Rows from a pointing dataset
++++++

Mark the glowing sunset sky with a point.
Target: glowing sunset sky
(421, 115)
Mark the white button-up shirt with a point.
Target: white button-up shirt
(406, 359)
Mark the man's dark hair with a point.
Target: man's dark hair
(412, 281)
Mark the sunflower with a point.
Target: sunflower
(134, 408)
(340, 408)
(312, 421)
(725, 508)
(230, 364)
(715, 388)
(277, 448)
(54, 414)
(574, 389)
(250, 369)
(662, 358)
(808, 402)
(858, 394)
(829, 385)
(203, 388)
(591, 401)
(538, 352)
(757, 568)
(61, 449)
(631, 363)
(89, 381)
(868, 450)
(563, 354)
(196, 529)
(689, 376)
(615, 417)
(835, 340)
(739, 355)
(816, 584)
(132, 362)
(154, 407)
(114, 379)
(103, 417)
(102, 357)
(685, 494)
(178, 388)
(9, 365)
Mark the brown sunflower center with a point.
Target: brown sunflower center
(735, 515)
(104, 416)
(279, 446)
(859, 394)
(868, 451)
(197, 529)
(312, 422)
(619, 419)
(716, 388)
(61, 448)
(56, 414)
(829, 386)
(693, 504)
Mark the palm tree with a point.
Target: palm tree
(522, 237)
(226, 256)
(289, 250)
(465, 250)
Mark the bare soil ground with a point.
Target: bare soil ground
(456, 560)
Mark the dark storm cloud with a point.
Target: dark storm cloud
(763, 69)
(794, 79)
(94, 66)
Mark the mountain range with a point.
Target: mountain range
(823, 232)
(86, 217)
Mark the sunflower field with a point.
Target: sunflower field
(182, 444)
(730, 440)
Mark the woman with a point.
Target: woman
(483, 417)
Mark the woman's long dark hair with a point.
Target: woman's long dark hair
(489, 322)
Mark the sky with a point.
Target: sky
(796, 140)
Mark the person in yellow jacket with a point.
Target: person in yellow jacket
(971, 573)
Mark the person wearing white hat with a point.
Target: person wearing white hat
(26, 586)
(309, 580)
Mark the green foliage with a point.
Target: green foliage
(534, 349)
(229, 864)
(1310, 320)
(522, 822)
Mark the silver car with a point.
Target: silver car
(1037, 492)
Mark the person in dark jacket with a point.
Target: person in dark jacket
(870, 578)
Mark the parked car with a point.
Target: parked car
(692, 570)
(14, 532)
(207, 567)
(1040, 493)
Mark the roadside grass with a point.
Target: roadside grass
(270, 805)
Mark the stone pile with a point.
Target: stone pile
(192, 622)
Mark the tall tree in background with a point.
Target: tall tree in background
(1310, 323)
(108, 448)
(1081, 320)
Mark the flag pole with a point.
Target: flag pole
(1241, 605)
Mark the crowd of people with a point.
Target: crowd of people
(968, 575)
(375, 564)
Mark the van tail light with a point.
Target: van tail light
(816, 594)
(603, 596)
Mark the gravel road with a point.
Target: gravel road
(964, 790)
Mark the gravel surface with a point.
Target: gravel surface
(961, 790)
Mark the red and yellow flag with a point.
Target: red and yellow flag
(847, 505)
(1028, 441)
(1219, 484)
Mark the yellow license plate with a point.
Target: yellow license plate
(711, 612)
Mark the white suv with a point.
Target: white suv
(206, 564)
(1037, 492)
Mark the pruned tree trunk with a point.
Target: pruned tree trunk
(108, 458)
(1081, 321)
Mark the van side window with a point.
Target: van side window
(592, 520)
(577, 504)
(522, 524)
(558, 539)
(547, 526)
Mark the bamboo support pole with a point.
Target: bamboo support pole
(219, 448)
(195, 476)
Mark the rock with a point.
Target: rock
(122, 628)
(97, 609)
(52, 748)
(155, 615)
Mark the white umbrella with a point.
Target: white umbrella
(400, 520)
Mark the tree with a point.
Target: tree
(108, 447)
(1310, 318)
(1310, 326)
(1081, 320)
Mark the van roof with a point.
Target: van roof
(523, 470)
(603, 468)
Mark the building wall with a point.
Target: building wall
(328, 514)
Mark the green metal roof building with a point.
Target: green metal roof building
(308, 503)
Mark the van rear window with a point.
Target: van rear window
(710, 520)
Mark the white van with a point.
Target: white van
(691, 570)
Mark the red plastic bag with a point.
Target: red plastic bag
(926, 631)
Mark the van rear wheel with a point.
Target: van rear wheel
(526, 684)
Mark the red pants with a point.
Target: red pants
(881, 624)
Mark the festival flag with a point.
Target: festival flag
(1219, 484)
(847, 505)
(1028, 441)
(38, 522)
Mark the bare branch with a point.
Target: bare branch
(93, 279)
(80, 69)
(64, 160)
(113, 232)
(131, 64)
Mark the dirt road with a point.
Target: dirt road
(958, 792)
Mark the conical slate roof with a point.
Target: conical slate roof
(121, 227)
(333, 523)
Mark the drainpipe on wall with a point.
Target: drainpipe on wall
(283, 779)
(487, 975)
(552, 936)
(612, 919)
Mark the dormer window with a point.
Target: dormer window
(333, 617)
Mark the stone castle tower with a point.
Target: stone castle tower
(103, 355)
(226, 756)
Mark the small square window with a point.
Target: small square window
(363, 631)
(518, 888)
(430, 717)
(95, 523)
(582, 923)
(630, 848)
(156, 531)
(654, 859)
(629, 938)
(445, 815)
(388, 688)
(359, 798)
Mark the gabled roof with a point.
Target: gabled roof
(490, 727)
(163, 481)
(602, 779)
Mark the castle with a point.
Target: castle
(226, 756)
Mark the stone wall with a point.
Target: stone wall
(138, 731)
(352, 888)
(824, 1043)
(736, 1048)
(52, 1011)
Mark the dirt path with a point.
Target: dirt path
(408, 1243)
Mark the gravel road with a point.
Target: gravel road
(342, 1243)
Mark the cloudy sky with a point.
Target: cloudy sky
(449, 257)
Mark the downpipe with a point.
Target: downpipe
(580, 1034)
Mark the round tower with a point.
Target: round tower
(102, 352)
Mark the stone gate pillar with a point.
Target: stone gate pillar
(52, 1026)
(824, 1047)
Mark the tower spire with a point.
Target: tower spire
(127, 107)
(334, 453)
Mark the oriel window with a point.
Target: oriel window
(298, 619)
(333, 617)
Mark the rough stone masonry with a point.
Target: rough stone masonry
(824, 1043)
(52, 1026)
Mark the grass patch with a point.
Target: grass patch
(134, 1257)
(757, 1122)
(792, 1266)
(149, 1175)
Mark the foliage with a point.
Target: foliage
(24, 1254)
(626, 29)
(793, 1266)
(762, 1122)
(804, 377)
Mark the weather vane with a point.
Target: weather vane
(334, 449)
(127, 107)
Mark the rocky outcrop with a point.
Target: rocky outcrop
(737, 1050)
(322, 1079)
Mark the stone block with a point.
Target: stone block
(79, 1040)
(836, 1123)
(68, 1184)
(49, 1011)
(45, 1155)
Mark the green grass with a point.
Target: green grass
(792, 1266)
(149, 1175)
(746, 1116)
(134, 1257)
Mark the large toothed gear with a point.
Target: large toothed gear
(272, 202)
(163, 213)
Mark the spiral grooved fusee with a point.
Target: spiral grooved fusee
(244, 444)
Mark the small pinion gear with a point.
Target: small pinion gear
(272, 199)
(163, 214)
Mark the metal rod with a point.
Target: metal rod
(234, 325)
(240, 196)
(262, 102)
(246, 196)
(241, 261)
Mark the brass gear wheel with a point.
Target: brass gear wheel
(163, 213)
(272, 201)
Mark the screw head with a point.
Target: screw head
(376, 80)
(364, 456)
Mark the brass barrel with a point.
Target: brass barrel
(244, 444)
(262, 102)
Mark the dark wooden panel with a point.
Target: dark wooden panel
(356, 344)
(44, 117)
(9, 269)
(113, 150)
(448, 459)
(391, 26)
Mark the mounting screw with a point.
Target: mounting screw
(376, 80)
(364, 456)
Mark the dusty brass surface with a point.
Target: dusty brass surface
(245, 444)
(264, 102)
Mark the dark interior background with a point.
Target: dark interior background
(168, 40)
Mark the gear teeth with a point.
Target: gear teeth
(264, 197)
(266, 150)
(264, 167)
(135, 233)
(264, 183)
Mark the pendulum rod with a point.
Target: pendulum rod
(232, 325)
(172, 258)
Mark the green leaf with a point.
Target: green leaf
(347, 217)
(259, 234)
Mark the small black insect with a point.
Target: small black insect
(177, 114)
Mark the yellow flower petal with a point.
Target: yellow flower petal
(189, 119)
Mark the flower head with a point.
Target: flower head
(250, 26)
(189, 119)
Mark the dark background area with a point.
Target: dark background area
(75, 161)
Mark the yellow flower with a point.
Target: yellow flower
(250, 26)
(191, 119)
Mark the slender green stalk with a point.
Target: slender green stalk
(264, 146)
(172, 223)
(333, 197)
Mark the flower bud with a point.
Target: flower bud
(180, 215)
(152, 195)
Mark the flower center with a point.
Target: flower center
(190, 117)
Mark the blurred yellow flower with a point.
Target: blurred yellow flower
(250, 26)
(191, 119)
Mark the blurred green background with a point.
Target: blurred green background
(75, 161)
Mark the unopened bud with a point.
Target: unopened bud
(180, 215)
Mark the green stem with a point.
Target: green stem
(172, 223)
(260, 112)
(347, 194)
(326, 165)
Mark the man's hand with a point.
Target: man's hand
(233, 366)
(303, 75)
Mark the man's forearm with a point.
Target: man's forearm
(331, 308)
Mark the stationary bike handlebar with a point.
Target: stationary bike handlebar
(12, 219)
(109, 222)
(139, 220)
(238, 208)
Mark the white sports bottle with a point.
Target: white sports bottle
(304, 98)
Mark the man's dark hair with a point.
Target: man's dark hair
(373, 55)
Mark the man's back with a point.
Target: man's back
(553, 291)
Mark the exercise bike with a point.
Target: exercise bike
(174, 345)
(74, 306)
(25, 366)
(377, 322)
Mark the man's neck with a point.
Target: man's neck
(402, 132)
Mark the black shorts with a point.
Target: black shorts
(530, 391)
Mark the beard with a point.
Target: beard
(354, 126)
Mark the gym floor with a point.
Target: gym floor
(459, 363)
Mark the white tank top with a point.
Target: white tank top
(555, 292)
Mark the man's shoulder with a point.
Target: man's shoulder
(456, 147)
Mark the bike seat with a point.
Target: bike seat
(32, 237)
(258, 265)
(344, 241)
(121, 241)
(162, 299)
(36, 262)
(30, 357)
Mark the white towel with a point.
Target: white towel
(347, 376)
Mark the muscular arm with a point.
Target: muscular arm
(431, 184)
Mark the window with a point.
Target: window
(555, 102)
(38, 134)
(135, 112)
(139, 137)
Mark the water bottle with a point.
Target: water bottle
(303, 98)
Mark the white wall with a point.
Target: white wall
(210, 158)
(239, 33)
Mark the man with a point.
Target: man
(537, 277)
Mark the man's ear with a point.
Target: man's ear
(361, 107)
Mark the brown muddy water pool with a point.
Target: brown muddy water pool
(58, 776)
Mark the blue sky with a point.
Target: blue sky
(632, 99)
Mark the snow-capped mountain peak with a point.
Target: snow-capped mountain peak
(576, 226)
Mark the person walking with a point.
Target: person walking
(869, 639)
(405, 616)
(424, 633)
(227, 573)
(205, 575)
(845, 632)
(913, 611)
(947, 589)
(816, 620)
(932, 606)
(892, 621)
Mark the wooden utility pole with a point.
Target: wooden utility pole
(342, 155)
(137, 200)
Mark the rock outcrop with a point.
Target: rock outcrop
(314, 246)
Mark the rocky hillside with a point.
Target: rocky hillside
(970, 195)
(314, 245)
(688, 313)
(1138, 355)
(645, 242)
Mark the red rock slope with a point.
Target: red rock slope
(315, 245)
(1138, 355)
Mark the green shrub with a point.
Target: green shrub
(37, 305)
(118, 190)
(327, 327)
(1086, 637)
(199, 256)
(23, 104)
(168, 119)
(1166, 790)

++++++

Given instruction — Please extract exactly, and only, the lines from the line containing "Mark the man's ear with a point." through the last line of the records.

Solution to this problem —
Mark the man's ear with a point.
Target: man's ear
(361, 107)
Mark the brown muddy water pool with a point.
Target: brown muddy water pool
(58, 776)
Mark the blue sky with a point.
Target: blue sky
(632, 99)
Mark the snow-capped mountain peak with a point.
Target: snow-capped mountain peak
(576, 226)
Mark the person walking with a point.
Target: person walking
(869, 639)
(405, 616)
(424, 633)
(227, 573)
(205, 575)
(845, 632)
(913, 611)
(947, 589)
(816, 620)
(932, 606)
(892, 621)
Mark the wooden utility pole with a point.
Target: wooden utility pole
(342, 155)
(137, 200)
Mark the rock outcrop with a point.
Target: rock outcrop
(314, 246)
Mark the rocky hillside with a point.
Target: rocky hillside
(970, 195)
(314, 245)
(688, 313)
(1138, 355)
(645, 242)
Mark the red rock slope with a point.
Target: red rock slope
(315, 245)
(1138, 355)
Mark the green shrub with a point.
Target: green shrub
(37, 305)
(118, 190)
(327, 327)
(1086, 637)
(199, 256)
(23, 104)
(168, 119)
(1166, 790)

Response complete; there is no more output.